PROBLEM REQUIREMENTS: Could you output all of the records below exactly as they appear?

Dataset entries
>>>>

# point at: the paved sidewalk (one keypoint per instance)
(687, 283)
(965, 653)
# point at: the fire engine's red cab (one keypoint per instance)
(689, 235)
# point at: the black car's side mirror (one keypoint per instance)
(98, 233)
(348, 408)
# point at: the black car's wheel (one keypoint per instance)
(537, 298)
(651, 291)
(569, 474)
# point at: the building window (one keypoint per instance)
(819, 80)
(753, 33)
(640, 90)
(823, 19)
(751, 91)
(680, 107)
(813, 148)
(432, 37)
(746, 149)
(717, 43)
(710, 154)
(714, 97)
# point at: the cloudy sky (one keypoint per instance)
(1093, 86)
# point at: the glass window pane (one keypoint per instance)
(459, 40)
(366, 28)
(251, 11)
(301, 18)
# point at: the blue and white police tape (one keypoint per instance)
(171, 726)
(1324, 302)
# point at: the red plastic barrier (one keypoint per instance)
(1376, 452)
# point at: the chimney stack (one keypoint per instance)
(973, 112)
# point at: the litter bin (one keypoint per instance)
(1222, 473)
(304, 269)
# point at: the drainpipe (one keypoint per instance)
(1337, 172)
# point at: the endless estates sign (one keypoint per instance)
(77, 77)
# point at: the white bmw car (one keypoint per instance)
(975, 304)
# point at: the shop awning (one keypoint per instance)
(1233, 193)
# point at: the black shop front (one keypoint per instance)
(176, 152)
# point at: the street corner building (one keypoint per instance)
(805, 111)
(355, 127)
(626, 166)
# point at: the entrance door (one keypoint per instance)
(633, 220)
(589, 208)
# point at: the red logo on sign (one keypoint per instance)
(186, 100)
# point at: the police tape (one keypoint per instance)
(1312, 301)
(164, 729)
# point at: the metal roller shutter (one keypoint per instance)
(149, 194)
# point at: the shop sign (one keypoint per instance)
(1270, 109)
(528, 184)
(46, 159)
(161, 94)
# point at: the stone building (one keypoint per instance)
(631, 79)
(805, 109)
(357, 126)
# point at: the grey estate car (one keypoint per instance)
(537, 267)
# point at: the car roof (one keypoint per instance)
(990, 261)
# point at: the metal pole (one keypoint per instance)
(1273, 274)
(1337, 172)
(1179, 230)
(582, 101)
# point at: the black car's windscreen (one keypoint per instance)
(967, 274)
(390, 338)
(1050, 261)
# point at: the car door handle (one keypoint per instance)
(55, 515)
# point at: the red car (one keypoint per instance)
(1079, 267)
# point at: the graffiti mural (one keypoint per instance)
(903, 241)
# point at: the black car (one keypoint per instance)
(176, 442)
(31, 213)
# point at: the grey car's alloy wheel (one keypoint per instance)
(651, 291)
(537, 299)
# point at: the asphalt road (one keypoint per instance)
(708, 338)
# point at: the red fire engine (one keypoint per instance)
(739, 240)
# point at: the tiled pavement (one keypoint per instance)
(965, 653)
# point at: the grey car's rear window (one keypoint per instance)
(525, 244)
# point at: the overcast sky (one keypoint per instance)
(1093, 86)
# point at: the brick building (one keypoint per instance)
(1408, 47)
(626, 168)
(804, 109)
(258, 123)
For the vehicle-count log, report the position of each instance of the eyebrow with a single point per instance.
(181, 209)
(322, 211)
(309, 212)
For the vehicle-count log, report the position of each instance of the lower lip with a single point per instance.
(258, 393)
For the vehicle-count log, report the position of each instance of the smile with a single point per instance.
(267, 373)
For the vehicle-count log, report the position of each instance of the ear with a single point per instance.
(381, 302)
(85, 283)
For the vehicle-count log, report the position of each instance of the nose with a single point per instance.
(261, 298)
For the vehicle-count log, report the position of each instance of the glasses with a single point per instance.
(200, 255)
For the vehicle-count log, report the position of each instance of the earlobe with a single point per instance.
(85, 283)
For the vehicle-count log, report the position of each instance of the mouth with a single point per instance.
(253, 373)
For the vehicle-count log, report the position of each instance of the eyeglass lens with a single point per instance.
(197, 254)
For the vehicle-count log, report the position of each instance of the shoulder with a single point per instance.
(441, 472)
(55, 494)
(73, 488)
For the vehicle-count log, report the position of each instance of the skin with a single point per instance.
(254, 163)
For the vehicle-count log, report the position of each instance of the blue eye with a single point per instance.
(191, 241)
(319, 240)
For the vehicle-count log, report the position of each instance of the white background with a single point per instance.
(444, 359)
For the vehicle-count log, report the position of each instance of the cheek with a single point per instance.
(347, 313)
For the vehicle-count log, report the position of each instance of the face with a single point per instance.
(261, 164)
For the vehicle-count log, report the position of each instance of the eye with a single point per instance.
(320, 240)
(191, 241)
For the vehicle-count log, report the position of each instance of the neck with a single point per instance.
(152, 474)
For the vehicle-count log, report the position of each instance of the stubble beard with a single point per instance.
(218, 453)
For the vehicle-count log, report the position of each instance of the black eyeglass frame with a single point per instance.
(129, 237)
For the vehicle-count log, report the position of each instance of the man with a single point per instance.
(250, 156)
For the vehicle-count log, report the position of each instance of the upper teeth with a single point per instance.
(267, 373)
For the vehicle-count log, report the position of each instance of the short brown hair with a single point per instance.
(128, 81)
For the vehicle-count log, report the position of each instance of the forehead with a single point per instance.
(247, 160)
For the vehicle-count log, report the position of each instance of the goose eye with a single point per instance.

<<<<

RESPONSE AREA:
# point at: the paved sidewalk (one keypoint per instance)
(687, 283)
(965, 653)
# point at: the fire engine's red cab (one keypoint per instance)
(689, 235)
# point at: the black car's side mirror (one keypoint per instance)
(98, 233)
(348, 408)
# point at: the black car's wheel (one keypoint per instance)
(537, 298)
(651, 291)
(569, 474)
# point at: the building window (one keypoint per instance)
(819, 80)
(753, 33)
(640, 90)
(823, 19)
(751, 91)
(680, 107)
(813, 148)
(432, 37)
(746, 149)
(717, 43)
(710, 154)
(714, 97)
# point at: the cloudy sky (one keypoint per instance)
(1093, 86)
# point at: the glass window pane (one keypoint per instance)
(459, 40)
(366, 28)
(251, 11)
(301, 18)
# point at: the blue and white police tape (one keypoint per instance)
(171, 726)
(1324, 302)
# point at: the red plastic barrier (one keypoint per instance)
(1376, 452)
# point at: the chimney stack (one keypoint per instance)
(973, 112)
# point at: the litter bin (one keypoint per instance)
(1222, 473)
(304, 269)
# point at: the drainpipe (one keypoint per instance)
(1337, 172)
# point at: the endless estates sign (one keypoint per instance)
(77, 77)
# point at: the white bmw car (one keypoint per instance)
(975, 304)
# point at: the shop awning (one keypoint per instance)
(1233, 193)
# point at: the black shop front (one keypoint per instance)
(176, 152)
# point at: the street corner building (one keypoint per instance)
(805, 111)
(355, 127)
(626, 166)
# point at: the entrance door (one keypoint per instance)
(633, 220)
(589, 208)
# point at: the red logo on sign (one keypoint per instance)
(186, 100)
# point at: the police tape (one keypoint per instance)
(1312, 301)
(164, 729)
# point at: the metal roller shutter (one keypoint per instance)
(149, 194)
# point at: the shop sign (one keypoint per instance)
(1270, 109)
(528, 184)
(46, 159)
(161, 94)
# point at: the stone building (one keypoint per instance)
(631, 79)
(805, 109)
(357, 126)
# point at: the grey estate car (one keypoint per instance)
(537, 267)
# point at: the car roof (one keypoint per instance)
(990, 261)
# point at: the metal pole (one keypoint per instance)
(1273, 274)
(1337, 172)
(1179, 230)
(582, 101)
# point at: the black car's windscreen (one keypoint per instance)
(967, 274)
(390, 338)
(1050, 261)
# point at: the car door handle (one keypoint per instance)
(55, 515)
# point at: the red car (one keypoint per instance)
(1079, 267)
# point at: the graffiti mural (one keypoint per instance)
(903, 241)
# point at: the black car (one keypoint per instance)
(176, 442)
(31, 213)
# point at: the grey car's alloy wheel (one keypoint per instance)
(651, 291)
(537, 299)
# point at: the asphalt road (one keypoint per instance)
(708, 338)
# point at: the red fire engine (one keypoint per instance)
(739, 240)
# point at: the tiled pavement (one keypoint per instance)
(965, 653)
# point at: the grey car's rear window (one keypoint per instance)
(525, 244)
# point at: the overcast sky (one keypoint per instance)
(1093, 86)
# point at: the brick building (one keypoint per instance)
(1408, 47)
(626, 168)
(804, 109)
(258, 123)
For the vehicle-count log, report the position of each instance of the eyebrow with a single point per instance.
(181, 209)
(322, 211)
(309, 212)
For the vehicle-count log, report the position of each instance of the lower lip with a single point per instance.
(258, 393)
For the vehicle-count log, report the position of each instance of the smile with a single point per instance.
(267, 373)
For the vehicle-count log, report the position of each instance of the ear with a single point per instance.
(381, 302)
(85, 283)
For the vehicle-count log, report the position of each instance of the nose with a single point per instance.
(261, 298)
For the vehicle-count log, report the position of each instance of the glasses with a single point per instance.
(200, 255)
For the vehicle-count log, report the position of each instance of the earlobe with a single point per instance.
(85, 283)
For the vehicle-count log, report the position of each instance of the mouth with a single point per instance.
(253, 373)
For the vehicle-count log, report the position of each instance of the eyeglass lens with a single point per instance.
(197, 254)
For the vehicle-count log, report the position of each instance of the shoulder with a single point per instance.
(441, 472)
(55, 494)
(73, 488)
For the vehicle-count log, report the position of each instance of the skin with a single point per instance.
(254, 163)
For the vehicle-count log, report the position of each instance of the blue eye with a single point per instance.
(191, 241)
(319, 240)
For the vehicle-count log, report the position of each instance of the white background with a single point per instance.
(444, 359)
For the vehicle-count log, report the position of each instance of the cheek with a single point per instance.
(347, 313)
For the vehicle-count log, report the position of each instance of the face with a single point per instance.
(261, 164)
For the vehicle-count log, report the position of each instance of the eye with a single point per instance.
(320, 240)
(191, 241)
For the vehicle-count log, report the position of each instance of the neck with a single point per instance.
(152, 474)
For the vehicle-count log, report the position of each instance of the stubble beard with a single point per instance.
(218, 453)
For the vehicle-count log, report the position of each instance of the black eyeglass frame with a single point per instance.
(129, 237)
For the vehicle-count log, report the position of each instance of the man with a single point per instance.
(250, 156)
For the vehicle-count log, report the position of each instance of the upper teeth with a single point per instance.
(267, 373)
For the vehicle-count log, report the position of each instance of the short brown hair with a single point per instance.
(128, 81)
For the vehicle-count log, report the position of each instance of the forehead with a single point per instance.
(247, 160)
For the vehicle-count log, report the position of each instance of the goose eye with a single point per instance.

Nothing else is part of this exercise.